[WHAT YOU SHOULD DO]
Your task is to write out the lines from the line containing "For every instance of the white sheer" through the last line of the material, exactly.

___ SUPPLIED DATA

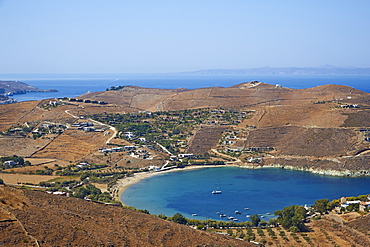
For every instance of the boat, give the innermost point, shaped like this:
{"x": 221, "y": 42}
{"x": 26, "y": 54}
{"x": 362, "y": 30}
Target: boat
{"x": 218, "y": 191}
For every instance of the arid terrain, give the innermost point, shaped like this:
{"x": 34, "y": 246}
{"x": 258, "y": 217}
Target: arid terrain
{"x": 32, "y": 218}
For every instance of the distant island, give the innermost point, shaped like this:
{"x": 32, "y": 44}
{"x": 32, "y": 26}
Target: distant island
{"x": 9, "y": 88}
{"x": 324, "y": 70}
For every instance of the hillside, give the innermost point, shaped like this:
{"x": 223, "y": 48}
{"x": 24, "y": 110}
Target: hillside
{"x": 28, "y": 216}
{"x": 311, "y": 127}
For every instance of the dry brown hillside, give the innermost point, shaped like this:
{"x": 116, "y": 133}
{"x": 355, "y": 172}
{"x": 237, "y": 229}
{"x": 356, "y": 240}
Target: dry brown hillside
{"x": 27, "y": 217}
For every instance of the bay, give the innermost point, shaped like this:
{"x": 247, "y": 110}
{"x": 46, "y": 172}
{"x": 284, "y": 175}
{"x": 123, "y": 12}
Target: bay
{"x": 263, "y": 191}
{"x": 73, "y": 85}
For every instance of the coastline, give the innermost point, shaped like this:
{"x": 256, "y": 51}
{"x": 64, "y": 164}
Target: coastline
{"x": 124, "y": 183}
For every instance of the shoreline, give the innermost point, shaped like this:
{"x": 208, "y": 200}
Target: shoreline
{"x": 124, "y": 183}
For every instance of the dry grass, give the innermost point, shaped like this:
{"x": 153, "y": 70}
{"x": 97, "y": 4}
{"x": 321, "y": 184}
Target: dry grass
{"x": 25, "y": 178}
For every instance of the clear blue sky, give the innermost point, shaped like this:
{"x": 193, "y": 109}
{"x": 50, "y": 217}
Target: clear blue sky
{"x": 141, "y": 36}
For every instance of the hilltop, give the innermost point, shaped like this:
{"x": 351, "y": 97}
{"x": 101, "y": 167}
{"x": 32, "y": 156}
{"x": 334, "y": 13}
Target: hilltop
{"x": 324, "y": 128}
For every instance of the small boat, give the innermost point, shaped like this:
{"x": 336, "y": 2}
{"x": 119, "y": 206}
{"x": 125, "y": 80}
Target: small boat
{"x": 218, "y": 191}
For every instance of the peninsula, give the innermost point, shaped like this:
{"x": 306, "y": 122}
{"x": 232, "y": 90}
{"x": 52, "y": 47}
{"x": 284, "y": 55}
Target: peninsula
{"x": 92, "y": 146}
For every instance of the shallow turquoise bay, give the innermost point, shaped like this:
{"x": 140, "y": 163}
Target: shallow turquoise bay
{"x": 263, "y": 191}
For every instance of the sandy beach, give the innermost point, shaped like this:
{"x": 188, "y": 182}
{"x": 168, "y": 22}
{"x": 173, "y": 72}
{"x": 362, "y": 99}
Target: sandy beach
{"x": 124, "y": 183}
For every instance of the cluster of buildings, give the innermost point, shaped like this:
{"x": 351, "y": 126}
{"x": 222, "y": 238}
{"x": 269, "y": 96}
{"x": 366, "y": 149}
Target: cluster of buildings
{"x": 344, "y": 203}
{"x": 87, "y": 127}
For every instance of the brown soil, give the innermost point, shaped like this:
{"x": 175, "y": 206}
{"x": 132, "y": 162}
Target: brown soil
{"x": 53, "y": 220}
{"x": 205, "y": 139}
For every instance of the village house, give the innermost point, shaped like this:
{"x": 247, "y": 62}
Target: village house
{"x": 9, "y": 163}
{"x": 188, "y": 156}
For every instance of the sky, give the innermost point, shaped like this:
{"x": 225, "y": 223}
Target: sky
{"x": 146, "y": 36}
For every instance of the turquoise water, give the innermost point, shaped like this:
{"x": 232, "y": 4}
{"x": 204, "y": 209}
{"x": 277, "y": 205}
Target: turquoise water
{"x": 261, "y": 190}
{"x": 73, "y": 85}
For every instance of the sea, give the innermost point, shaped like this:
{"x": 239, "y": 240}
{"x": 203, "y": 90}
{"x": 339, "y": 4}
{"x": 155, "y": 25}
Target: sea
{"x": 249, "y": 191}
{"x": 261, "y": 191}
{"x": 73, "y": 85}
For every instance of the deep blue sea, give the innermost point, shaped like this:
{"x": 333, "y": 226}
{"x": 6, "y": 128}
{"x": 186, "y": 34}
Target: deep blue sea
{"x": 263, "y": 191}
{"x": 73, "y": 85}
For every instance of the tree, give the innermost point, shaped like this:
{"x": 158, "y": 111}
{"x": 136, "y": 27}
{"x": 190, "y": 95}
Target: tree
{"x": 255, "y": 220}
{"x": 179, "y": 218}
{"x": 292, "y": 216}
{"x": 321, "y": 205}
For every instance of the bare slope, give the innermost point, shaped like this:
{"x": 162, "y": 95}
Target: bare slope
{"x": 60, "y": 221}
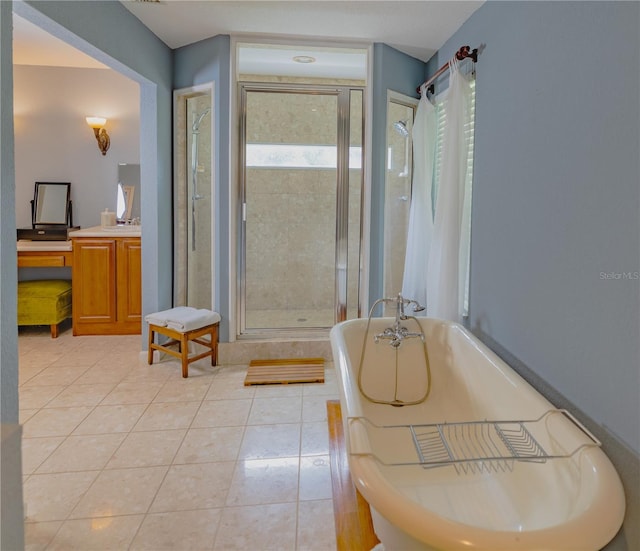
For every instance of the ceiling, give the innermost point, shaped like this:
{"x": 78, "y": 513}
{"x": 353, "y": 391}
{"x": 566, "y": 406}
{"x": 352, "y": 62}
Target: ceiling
{"x": 417, "y": 28}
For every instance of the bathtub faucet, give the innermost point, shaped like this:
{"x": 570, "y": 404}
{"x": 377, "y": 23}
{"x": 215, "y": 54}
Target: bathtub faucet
{"x": 398, "y": 332}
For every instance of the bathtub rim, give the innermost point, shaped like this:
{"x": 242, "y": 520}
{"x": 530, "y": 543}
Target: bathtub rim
{"x": 440, "y": 531}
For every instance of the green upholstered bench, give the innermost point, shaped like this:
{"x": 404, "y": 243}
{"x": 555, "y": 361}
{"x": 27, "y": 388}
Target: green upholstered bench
{"x": 44, "y": 302}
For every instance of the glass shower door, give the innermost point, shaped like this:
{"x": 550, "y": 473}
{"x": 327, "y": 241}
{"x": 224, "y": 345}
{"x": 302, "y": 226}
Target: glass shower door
{"x": 296, "y": 174}
{"x": 194, "y": 202}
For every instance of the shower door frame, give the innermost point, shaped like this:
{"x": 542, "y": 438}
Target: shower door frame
{"x": 343, "y": 95}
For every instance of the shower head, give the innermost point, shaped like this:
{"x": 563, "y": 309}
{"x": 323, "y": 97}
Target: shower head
{"x": 199, "y": 118}
{"x": 401, "y": 128}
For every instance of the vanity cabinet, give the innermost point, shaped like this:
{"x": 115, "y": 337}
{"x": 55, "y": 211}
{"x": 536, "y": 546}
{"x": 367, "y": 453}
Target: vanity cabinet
{"x": 106, "y": 290}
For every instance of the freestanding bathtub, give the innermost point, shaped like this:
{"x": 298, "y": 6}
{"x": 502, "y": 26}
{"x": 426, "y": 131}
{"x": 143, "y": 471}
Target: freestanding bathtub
{"x": 441, "y": 474}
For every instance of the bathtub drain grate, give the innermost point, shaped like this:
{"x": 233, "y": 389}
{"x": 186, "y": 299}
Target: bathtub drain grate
{"x": 476, "y": 446}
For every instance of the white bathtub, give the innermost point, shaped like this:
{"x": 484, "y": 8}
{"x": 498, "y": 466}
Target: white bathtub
{"x": 499, "y": 504}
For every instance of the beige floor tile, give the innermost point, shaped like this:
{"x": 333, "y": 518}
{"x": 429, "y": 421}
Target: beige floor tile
{"x": 82, "y": 453}
{"x": 120, "y": 492}
{"x": 264, "y": 527}
{"x": 57, "y": 376}
{"x": 36, "y": 450}
{"x": 112, "y": 373}
{"x": 314, "y": 408}
{"x": 36, "y": 397}
{"x": 26, "y": 373}
{"x": 315, "y": 478}
{"x": 328, "y": 388}
{"x": 260, "y": 481}
{"x": 268, "y": 441}
{"x": 184, "y": 390}
{"x": 266, "y": 411}
{"x": 229, "y": 388}
{"x": 170, "y": 415}
{"x": 197, "y": 486}
{"x": 314, "y": 438}
{"x": 53, "y": 496}
{"x": 25, "y": 414}
{"x": 37, "y": 535}
{"x": 147, "y": 449}
{"x": 222, "y": 413}
{"x": 114, "y": 533}
{"x": 132, "y": 392}
{"x": 210, "y": 444}
{"x": 107, "y": 419}
{"x": 80, "y": 395}
{"x": 55, "y": 421}
{"x": 316, "y": 526}
{"x": 188, "y": 530}
{"x": 278, "y": 391}
{"x": 156, "y": 373}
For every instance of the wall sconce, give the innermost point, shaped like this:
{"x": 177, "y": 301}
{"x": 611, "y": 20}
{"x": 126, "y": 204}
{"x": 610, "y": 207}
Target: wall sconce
{"x": 97, "y": 123}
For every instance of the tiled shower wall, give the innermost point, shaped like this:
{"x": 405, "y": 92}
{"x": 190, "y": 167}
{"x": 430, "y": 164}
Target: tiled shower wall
{"x": 291, "y": 218}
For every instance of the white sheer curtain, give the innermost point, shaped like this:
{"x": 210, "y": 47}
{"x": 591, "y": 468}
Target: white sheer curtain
{"x": 447, "y": 269}
{"x": 414, "y": 282}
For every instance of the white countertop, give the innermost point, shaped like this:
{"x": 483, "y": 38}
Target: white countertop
{"x": 53, "y": 246}
{"x": 109, "y": 231}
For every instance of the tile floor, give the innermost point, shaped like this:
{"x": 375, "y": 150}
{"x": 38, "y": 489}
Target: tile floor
{"x": 121, "y": 455}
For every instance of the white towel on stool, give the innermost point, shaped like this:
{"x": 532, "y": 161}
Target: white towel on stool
{"x": 191, "y": 318}
{"x": 160, "y": 318}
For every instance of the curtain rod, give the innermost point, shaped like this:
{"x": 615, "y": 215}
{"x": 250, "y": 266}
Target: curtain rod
{"x": 463, "y": 53}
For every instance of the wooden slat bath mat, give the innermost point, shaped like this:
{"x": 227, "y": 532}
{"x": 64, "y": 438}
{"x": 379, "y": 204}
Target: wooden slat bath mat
{"x": 285, "y": 371}
{"x": 354, "y": 527}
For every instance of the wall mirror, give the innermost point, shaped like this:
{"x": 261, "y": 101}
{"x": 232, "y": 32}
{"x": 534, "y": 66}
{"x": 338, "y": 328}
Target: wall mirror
{"x": 51, "y": 204}
{"x": 128, "y": 192}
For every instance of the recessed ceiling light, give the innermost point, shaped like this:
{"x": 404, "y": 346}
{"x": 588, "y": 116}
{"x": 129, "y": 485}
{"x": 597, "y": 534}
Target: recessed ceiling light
{"x": 304, "y": 59}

______

[THE REPLY]
For every instance of the white sheer curtain, give the innermost point, shaped like this:
{"x": 210, "y": 47}
{"x": 591, "y": 468}
Target: white sheer curtain
{"x": 447, "y": 269}
{"x": 414, "y": 282}
For every instance of the white countertop, give the innermost point, shaped like this:
{"x": 483, "y": 38}
Target: white countertop
{"x": 53, "y": 246}
{"x": 109, "y": 231}
For every instance of the tile floor, give the innermost point, shaped like this:
{"x": 375, "y": 150}
{"x": 38, "y": 489}
Target: tile floor
{"x": 121, "y": 455}
For every instance of the white towel on stool, give the innermost point, shaped like this:
{"x": 532, "y": 161}
Target: white towel on stool
{"x": 191, "y": 318}
{"x": 160, "y": 318}
For every instance of the curtain rod, give the innermost point, shaped like this:
{"x": 615, "y": 215}
{"x": 250, "y": 266}
Target: curtain rod
{"x": 463, "y": 53}
For every instance of the wooden slat bath mat, give the innermost point, shaped like this:
{"x": 227, "y": 532}
{"x": 64, "y": 438}
{"x": 379, "y": 204}
Target: wooden slat bath mat
{"x": 285, "y": 371}
{"x": 354, "y": 527}
For every instance of the wall mirror, give the innermost point, shaped like this:
{"x": 261, "y": 101}
{"x": 232, "y": 32}
{"x": 534, "y": 66}
{"x": 338, "y": 328}
Target: wall mirror
{"x": 51, "y": 204}
{"x": 128, "y": 192}
For every instance of the recessed ceiling light, give the innermost point, shaped like this:
{"x": 404, "y": 346}
{"x": 588, "y": 116}
{"x": 129, "y": 485}
{"x": 597, "y": 534}
Target: recessed ceiling light
{"x": 304, "y": 59}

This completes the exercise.